### ASSIGNED TASK
Your answer should be the complete data, copied exactly.

### Natural-language object grounding data
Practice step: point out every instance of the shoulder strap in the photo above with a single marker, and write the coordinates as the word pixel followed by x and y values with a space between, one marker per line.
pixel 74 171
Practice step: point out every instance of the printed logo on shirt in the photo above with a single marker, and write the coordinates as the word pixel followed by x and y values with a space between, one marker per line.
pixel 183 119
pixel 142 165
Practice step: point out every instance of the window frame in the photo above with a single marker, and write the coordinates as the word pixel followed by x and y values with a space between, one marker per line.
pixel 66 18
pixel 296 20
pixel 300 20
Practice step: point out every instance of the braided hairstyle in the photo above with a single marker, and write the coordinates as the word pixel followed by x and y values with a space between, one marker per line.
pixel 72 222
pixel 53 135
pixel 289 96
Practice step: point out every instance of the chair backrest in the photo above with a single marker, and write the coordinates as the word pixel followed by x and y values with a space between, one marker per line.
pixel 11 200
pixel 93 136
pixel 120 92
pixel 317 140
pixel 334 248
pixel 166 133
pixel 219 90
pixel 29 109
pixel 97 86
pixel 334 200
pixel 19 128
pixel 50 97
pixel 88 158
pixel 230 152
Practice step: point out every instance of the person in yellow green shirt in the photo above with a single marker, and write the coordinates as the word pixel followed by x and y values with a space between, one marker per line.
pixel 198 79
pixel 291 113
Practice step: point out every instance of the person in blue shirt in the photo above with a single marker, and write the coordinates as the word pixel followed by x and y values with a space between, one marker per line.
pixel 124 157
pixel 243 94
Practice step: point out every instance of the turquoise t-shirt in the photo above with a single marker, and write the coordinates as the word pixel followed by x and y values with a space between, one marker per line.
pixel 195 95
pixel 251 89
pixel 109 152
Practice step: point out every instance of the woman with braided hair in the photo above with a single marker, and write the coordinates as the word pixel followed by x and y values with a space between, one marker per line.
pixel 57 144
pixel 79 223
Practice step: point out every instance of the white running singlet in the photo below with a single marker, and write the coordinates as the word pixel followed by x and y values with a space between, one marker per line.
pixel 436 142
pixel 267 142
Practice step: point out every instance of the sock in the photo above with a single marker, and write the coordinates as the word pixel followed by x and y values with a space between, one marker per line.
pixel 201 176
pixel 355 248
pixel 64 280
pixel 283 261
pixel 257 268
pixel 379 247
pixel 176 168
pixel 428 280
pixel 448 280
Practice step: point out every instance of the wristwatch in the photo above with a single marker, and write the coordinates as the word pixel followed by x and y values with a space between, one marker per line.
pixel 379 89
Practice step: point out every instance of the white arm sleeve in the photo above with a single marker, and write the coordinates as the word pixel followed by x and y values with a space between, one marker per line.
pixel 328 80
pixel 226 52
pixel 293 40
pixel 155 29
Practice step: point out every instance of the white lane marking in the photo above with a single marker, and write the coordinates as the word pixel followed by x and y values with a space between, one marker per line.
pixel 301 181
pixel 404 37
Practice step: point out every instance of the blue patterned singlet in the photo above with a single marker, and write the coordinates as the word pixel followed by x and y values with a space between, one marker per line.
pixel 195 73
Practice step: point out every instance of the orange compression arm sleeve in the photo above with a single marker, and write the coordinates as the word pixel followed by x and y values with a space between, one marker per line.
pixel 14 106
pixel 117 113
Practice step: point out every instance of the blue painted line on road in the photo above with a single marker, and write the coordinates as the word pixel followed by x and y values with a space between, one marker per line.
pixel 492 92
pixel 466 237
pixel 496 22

### EXPECTED ANSWER
Practice step: point out every instance of the shoulder strap in the photo above with a single marker, and write the coordinates as the word pixel followed by x and y values with a space between, one marker per line.
pixel 74 171
Practice step: point out every instance of the printed logo on shirt in the photo above with a single marker, and write the coordinates as the word pixel followed by x and y values with a space between, one marker per line.
pixel 183 119
pixel 142 165
Practice step: point out every instance of the window frame in the photo above with a single marker, and write the coordinates as the word pixel followed by x and y values with a space between, one marker per line.
pixel 66 18
pixel 296 20
pixel 300 20
Practice step: point out every instance of the braided hairstyle in the photo above with a single marker, and write the coordinates as the word pixel followed by x and y values with a space between, one marker per line.
pixel 72 222
pixel 53 135
pixel 289 96
Practice step: point out every instance of the chair backrest in the photo above with a single marker, and write the coordinates as the word pixel followed by x and y values with a space between, one marker per line.
pixel 11 200
pixel 93 136
pixel 120 92
pixel 317 140
pixel 334 248
pixel 166 133
pixel 219 90
pixel 29 109
pixel 97 86
pixel 334 200
pixel 19 128
pixel 50 97
pixel 88 158
pixel 230 152
Practice step: point out every instance of the person in yellow green shirt in the photo above with a single marker, and write the coordinates as the word pixel followed by x and y values with a space between, one marker per line.
pixel 198 79
pixel 291 113
Practice step: point out every instance of the person in blue shirt in the photo above with a single marker, and write the coordinates as the word pixel followed by x and y values with a space between, one marker per line.
pixel 124 157
pixel 243 94
Practice step: point out every instance of the turquoise t-shirt in the photo above with a single marker, and write the coordinates as the word pixel followed by x and y values with a space between, one marker per line.
pixel 195 95
pixel 251 89
pixel 109 152
Practice step: point out every instance of the woman with braided hair in the photo above with a single marker, and write the coordinates as the word pixel followed by x and y values with a space between, one marker per line.
pixel 57 144
pixel 79 223
Practice step: point out every instance of the white running singlet in the photo below with a single marker, and write the coordinates as the word pixel followed by x and y values with a space between, one marker per line.
pixel 436 142
pixel 267 142
Practice step: point out every instance of the sock in the photo above with a single marker, and write the coordinates as the word pixel followed by x and y values with a space between, one marker per line.
pixel 201 176
pixel 355 248
pixel 64 280
pixel 283 261
pixel 257 268
pixel 379 247
pixel 176 168
pixel 428 280
pixel 448 280
Practice step: point out every instance of the wristwatch in the photo above with a single marker, and write the coordinates as the word pixel followed by x and y values with a space between, one marker per line.
pixel 379 89
Practice step: point out every instance of the white arm sleeve in the photo above with a single marker, and write the coordinates as the word pixel followed by x and y values with a space between, one marker per line.
pixel 328 80
pixel 226 52
pixel 293 40
pixel 155 29
Practice step: point out every instance of the white lane marking in the photo above with a single marker, and write the coordinates as the word pixel followed by x and y values with a space between, one marker per line.
pixel 301 181
pixel 404 37
Practice step: point out every instance of the blue patterned singlet in the photo above with a single marker, and write the coordinates as the word pixel followed by x and y values with a space between, one marker per line.
pixel 195 73
Practice step: point out every instance of the orange compression arm sleeve in the photo above with a single marker, and write the coordinates as the word pixel followed by x and y values with a space between, one marker per line.
pixel 14 106
pixel 117 113
Practice step: point out every instance of the blue painted line on road in the photo above with a single marker, and write the coordinates as the word pixel followed by x and y values with a space between, one marker per line.
pixel 492 92
pixel 466 237
pixel 496 22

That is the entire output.